**TASK**
Select and copy out every line in the records containing "tree".

Natural language region descriptions
== Segment start ==

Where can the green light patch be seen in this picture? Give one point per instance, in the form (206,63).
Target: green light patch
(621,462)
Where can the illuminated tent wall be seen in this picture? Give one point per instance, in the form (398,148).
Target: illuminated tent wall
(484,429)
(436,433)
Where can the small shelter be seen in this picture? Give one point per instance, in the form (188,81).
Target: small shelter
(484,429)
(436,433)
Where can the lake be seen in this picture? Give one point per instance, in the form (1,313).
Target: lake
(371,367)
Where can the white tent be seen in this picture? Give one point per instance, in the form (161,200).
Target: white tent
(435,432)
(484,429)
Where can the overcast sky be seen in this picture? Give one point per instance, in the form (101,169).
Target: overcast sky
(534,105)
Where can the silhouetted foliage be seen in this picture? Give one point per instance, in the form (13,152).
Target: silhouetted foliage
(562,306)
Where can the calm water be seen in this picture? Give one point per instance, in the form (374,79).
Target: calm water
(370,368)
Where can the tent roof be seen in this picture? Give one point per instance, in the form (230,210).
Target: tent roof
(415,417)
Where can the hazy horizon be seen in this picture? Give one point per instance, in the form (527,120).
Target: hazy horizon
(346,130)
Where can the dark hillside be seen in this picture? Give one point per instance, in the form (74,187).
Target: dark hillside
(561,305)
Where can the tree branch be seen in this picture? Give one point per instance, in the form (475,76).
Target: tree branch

== Segment end ==

**RESPONSE AREA**
Where can the tree branch be seen in this picture? Give one point per instance, in the form (475,76).
Target: tree branch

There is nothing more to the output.